Task brief: Give back the listing word for word, from top to bottom.

Given records:
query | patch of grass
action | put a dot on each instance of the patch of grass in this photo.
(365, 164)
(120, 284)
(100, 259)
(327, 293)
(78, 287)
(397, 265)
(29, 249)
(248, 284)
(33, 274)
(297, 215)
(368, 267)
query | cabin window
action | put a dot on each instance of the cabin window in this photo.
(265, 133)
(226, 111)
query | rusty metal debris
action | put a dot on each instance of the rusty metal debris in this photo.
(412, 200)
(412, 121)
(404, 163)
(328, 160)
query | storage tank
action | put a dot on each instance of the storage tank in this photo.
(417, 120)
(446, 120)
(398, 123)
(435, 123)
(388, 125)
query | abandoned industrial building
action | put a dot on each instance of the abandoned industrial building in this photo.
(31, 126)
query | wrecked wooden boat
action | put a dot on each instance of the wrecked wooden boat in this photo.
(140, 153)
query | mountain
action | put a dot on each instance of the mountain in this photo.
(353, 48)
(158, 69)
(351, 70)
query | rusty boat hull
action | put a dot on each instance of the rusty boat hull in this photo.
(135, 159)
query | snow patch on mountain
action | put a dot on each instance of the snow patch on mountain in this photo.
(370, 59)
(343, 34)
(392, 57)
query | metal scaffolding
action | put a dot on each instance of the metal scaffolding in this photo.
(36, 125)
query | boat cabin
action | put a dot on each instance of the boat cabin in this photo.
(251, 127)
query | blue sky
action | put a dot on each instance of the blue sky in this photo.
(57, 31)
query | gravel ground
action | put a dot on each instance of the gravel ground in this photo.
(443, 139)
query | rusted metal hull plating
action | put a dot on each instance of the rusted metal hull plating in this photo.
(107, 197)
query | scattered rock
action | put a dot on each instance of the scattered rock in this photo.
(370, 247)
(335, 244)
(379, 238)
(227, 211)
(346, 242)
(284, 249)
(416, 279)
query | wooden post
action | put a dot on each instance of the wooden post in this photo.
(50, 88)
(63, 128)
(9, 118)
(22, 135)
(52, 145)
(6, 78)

Answer to the exercise:
query | patch of grass
action | put a dot on each instance of the patch of grass in this photo.
(365, 164)
(120, 284)
(100, 259)
(327, 293)
(78, 287)
(397, 265)
(29, 249)
(248, 284)
(33, 274)
(297, 215)
(368, 267)
query | cabin window
action | put a dot on each instance of the cabin window in this photo.
(265, 133)
(226, 111)
query | rusty metal debris
action | put a dot on each instance of the rusty metal debris in this photo.
(412, 200)
(412, 121)
(404, 163)
(328, 160)
query | storage tank
action | put a dot on each instance of the storage tank in this photo.
(417, 120)
(446, 120)
(398, 123)
(435, 123)
(388, 125)
query | abandoned industrial building
action | put a dot on each instance of the abandoned industrial building in this photo.
(31, 126)
query | wrecked wooden boat
action | put a dot on each instance of the wrecked wooden boat in this photo.
(140, 153)
query | mountain
action | put a dot on each instance of the mountain in this photo.
(353, 48)
(158, 69)
(351, 70)
query | rusty boat hull
action | put a dot on each instance of the rusty boat hull in this photo.
(135, 159)
query | snow patch on mountain
action | put a dot on each instance of the snow patch on mountain in this photo.
(370, 59)
(343, 34)
(392, 57)
query | metal scaffolding
action | put a dot on each instance of the metal scaffolding in this photo.
(36, 125)
query | boat cabin
action | put a dot on each instance of the boat cabin in this photo.
(251, 127)
query | blue sky
action | put a dot on each instance of the blue sky in this photo.
(57, 31)
query | gravel ground
action | put a dot on each instance of the gravel ground in this photo.
(443, 139)
query | rusted metal hull plating
action | put a dot on each instance of the rusted metal hull plating in this photo.
(107, 197)
query | scattered rock
action | put a dot on each instance of the scattered rock in this photo.
(370, 247)
(335, 244)
(379, 238)
(227, 211)
(346, 242)
(284, 249)
(416, 279)
query | wooden post
action | put a dot on each instance of the wooden post in this photo.
(50, 88)
(63, 128)
(9, 118)
(22, 135)
(52, 145)
(6, 78)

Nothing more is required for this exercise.